[Segmentation mask data]
══════════

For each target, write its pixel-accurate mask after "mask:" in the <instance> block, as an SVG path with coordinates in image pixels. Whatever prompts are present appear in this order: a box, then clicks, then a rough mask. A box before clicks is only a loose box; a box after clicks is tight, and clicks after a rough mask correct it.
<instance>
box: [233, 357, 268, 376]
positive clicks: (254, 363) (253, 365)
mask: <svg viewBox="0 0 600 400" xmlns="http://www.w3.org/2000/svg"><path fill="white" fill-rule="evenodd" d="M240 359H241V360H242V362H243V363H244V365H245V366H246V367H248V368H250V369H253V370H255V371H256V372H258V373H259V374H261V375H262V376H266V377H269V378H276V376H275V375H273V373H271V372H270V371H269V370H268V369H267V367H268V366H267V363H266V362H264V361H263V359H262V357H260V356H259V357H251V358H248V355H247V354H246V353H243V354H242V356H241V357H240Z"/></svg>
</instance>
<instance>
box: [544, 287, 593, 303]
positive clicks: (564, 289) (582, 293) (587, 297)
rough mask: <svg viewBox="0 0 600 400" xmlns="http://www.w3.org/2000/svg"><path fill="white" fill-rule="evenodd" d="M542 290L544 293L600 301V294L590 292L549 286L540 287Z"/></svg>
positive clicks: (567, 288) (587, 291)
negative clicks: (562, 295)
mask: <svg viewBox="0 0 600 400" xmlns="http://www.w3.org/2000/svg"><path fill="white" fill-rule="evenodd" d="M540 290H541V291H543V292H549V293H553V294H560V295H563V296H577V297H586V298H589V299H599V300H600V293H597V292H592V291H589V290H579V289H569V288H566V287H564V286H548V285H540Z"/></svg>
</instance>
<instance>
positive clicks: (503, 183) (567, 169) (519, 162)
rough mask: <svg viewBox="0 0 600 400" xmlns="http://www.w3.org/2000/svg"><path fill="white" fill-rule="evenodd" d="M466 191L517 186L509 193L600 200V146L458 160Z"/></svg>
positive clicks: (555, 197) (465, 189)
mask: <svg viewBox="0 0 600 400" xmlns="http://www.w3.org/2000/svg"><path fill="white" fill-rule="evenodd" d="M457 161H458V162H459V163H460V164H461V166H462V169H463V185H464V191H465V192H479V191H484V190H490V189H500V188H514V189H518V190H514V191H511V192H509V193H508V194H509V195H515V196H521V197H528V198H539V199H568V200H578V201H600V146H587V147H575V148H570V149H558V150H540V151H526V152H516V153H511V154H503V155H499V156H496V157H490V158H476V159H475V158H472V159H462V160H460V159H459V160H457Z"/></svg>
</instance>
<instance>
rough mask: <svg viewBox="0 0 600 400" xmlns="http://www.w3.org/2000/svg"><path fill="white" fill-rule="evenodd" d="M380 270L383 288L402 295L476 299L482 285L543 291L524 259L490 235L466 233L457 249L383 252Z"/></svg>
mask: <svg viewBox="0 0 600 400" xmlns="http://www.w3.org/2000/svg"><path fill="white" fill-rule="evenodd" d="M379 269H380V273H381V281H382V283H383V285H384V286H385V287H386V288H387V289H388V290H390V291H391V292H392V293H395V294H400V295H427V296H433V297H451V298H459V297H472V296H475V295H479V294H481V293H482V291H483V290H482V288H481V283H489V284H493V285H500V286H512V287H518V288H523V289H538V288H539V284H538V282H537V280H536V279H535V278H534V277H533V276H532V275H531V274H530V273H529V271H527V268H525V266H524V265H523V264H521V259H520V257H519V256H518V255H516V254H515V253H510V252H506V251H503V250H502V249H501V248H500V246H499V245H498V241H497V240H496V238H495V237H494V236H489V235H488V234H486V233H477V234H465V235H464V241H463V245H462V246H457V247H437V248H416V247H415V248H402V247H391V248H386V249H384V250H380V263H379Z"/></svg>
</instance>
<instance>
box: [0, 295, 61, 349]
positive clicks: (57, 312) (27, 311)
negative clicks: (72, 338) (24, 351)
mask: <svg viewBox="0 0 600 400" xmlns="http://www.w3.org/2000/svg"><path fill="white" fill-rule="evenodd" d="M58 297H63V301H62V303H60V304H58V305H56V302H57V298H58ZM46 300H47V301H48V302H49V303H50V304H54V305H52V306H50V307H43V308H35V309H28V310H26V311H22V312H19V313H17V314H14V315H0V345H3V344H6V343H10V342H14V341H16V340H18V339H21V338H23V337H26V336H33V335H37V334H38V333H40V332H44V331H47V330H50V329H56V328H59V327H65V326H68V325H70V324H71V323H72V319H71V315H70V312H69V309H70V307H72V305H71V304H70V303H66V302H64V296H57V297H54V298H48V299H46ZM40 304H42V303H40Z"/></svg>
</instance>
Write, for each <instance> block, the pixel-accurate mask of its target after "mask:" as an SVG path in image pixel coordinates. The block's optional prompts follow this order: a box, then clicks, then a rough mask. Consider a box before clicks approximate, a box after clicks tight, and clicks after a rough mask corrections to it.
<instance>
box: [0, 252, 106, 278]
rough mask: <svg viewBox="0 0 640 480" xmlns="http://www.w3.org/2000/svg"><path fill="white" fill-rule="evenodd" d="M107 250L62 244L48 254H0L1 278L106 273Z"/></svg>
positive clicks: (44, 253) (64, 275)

══════════

Exercise details
Reproduce the records verbatim from their first line up to and including the line containing "positive clicks: (567, 288) (587, 291)".

Solved exercise
For each target, write its pixel-accurate mask after "mask:" in the <instance> block, as an SVG path with coordinates in image pixels. Whatever prompts are present appear in this order: a box, then clicks, then a rough mask. A box before clicks is only a loose box; a box after clicks is tight, and clicks after a rough mask correct it.
<instance>
box: [233, 357, 268, 376]
positive clicks: (254, 363) (253, 365)
mask: <svg viewBox="0 0 600 400" xmlns="http://www.w3.org/2000/svg"><path fill="white" fill-rule="evenodd" d="M240 359H241V360H242V362H243V363H244V365H245V366H246V367H248V368H250V369H253V370H255V371H256V372H258V373H259V374H261V375H262V376H266V377H269V378H276V376H275V375H273V373H271V372H270V371H269V370H268V369H267V367H268V366H267V363H266V362H264V361H263V359H262V357H260V356H259V357H251V358H248V355H247V354H246V353H243V354H242V356H241V357H240Z"/></svg>
</instance>
<instance>
box: [544, 287, 593, 303]
positive clicks: (564, 289) (582, 293) (587, 297)
rough mask: <svg viewBox="0 0 600 400" xmlns="http://www.w3.org/2000/svg"><path fill="white" fill-rule="evenodd" d="M542 290L544 293L600 301V294L590 292L549 286L540 287Z"/></svg>
positive clicks: (567, 288) (587, 291)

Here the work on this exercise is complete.